Work to do
Edit everything from the line with "the woman's arm" down to the line with "point(913, 606)", putting "little gourd" in place of "small gourd" and keeping every other word the same.

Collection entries
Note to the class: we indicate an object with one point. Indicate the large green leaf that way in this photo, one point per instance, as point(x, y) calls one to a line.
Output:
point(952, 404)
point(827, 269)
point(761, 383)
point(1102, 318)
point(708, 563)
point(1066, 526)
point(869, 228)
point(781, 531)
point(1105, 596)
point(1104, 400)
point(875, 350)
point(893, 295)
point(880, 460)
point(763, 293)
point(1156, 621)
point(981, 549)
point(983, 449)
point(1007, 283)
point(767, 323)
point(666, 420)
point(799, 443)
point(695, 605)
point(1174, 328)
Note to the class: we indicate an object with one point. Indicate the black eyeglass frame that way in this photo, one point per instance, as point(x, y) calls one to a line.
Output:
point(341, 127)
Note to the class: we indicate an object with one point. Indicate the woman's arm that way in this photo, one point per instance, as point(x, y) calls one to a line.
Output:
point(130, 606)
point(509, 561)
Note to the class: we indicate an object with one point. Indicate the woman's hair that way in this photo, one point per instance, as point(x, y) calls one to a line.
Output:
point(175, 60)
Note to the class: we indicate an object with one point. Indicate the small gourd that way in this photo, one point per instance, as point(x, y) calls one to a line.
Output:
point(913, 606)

---

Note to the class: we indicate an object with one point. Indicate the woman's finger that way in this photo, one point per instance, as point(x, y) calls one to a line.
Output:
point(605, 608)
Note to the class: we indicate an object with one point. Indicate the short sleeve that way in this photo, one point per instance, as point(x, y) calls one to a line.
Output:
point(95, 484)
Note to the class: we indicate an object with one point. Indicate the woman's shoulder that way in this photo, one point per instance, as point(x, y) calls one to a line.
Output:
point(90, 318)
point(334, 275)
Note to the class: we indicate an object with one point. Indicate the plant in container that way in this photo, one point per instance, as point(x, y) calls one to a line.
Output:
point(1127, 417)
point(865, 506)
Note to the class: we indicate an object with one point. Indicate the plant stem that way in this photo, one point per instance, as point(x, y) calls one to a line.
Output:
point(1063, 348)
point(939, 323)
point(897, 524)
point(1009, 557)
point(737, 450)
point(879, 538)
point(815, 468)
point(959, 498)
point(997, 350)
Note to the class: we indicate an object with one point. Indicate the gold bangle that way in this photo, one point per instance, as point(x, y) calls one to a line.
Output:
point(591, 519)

Task result
Note to the class: we indicate an object with one point. Indicate the woman's arm that way in this photo, one point per instance, as point(x, y) calls one to a line.
Output:
point(130, 606)
point(509, 561)
Note to the class: we indicate an object with one point. Indicate the woman's hair that way in this photo, one point per instance, as point(x, y) calls one to a line.
Output:
point(175, 60)
Note to the class: we indicate an object with one point. Indicate the little gourd that way in this photo, one point per instance, as point(x, y) calls one to a line.
Output:
point(913, 606)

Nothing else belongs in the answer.